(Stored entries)
--

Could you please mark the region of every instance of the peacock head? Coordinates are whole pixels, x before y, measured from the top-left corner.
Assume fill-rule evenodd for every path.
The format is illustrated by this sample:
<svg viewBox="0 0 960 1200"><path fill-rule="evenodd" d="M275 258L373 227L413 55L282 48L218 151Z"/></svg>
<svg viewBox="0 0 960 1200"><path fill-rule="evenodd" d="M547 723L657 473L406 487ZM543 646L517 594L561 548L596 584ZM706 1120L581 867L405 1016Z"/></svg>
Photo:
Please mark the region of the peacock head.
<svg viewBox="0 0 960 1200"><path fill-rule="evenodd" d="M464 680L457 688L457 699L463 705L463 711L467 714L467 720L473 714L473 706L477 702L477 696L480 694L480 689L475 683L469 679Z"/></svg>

--

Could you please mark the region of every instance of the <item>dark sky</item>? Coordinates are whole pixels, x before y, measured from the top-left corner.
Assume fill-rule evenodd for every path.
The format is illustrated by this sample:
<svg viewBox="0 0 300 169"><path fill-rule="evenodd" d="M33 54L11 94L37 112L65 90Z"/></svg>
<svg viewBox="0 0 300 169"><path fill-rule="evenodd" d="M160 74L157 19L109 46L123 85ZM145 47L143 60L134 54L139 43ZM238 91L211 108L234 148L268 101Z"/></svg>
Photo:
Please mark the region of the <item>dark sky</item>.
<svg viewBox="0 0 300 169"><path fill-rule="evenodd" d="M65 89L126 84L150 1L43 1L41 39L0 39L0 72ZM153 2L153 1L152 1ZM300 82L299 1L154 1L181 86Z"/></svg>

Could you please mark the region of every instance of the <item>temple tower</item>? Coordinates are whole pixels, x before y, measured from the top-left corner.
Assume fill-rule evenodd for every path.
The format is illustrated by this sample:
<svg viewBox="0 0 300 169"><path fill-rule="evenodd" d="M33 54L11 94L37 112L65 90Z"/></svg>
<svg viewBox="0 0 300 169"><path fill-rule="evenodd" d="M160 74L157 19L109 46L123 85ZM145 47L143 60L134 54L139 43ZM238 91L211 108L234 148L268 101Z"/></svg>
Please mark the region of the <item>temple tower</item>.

--

Your goal: Your response should contain each line of the entries above that holds the string "temple".

Result of the task:
Could you please mark the region of every instance of the <item>temple tower</item>? Coordinates are whole pixels, x before y, measured from the top-left corner.
Please mark the region of the <item>temple tower</item>.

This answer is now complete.